• **Reading passage**

[Start of section]

Please take a look — I tested multiple STT providers and models with the following Deepgram and Groq LiveKit session IDs:
Deepgram Nova 3: RM_s3ipNTquuyD6
Deepgram Nova 2: RM_su7ywYhHQseB
(This worked well for English, but toward the end some abbreviations were added incorrectly. I already included some of them in keywords because they are important for the model to understand.)
Groq Whisper Large v3 Turbo: RM_cyhDpVmTTLce
(You can notice unnecessary “thank you” transcriptions in this session.)
Please review these sessions and let me know which STT provider/model would be better suited for supporting Hindi, English, and Arabic reliably.
I was not able to access that Insights data. For each session you will need to go to the “Agent Insights” tab, click share, and check the share with LiveKit staff checkbox.
Something like this:
Also, I can really give much advise about which STT will work better for what language. But I maybe able to help you isolate specific audio issues which is what I believe you were trying to sort out.
Hi @CWilson, just following up on this thread. I shared the Agent Insights session links with LiveKit staff access enabled.
When you have a chance, could you please review the sessions and let me know if you notice any STT-related issues in the audio or transcripts? My main goal is to understand whether the observed transcription problems are due to audio quality, model behavior, or provider-specific limitations across Hindi, English, and Arabic.
If there’s any additional information, audio samples, or specific session settings that would help with the investigation, I’d be happy to provide them.
For the first two, there are no audio waveforms associated with them. I’m unsure exactly why (I thought perhaps it was this incident, but the dates don’t match up).
Anyway, for the third transcript I was able to review the audio. I see a single mis-transcribed “Thank you.” at 34.28. Two observations about this:
The actual audio, to my ear, although a sneeze does sound very much like “Thank you” . Anyway, the sneeze is what we would classify as a ‘backchannel’ and it’s the kind of thing that ‘Adaptive interruption handling’ is designed to filter out and ignore: Adaptive interruption handling | LiveKit Documentation. The first thing to ensure is that you are using a version of agents that supports Adaptive interrupt handling.
The transcript has a little keyboard icon next to the word ‘User’. I would only expect this for textual user input, but clearly your user is speaking. The only other time I have seen the keyboard icon for spoken text is when the developer was doing something unique with the pipeline, such as implementing a custom LLM adapter.

[End of section]

• **Task directions**
According to the speech-to-text thread, what must be done on the “Agent Insights” tab to let LiveKit staff access a session?

• **Extracted information**
[Start of section]

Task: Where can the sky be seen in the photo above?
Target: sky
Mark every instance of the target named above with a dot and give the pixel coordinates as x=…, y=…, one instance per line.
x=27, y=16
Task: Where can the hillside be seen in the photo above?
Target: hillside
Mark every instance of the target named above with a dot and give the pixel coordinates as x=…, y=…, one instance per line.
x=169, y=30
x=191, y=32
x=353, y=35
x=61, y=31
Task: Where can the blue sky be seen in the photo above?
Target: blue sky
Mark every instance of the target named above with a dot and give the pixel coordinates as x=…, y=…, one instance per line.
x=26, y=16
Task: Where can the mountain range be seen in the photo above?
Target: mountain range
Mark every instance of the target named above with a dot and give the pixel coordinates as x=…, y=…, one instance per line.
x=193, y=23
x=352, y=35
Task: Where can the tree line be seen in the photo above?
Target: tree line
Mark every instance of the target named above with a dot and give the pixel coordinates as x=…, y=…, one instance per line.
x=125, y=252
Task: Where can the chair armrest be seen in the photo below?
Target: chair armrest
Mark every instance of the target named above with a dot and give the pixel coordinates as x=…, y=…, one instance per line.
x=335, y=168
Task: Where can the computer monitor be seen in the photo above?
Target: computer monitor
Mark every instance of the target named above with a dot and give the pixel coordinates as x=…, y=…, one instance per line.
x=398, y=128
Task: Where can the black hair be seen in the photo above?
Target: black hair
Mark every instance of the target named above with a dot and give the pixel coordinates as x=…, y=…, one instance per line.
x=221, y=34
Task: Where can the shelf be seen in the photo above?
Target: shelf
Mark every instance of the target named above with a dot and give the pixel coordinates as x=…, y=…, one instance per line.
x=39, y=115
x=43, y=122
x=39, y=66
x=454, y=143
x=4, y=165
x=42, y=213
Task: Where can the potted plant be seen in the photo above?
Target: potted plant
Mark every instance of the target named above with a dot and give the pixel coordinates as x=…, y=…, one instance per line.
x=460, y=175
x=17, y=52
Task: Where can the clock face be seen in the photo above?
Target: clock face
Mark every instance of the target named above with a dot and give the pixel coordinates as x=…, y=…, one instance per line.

[End of section]

• **Output of the exercise**
Click share and check the share with LiveKit staff checkbox.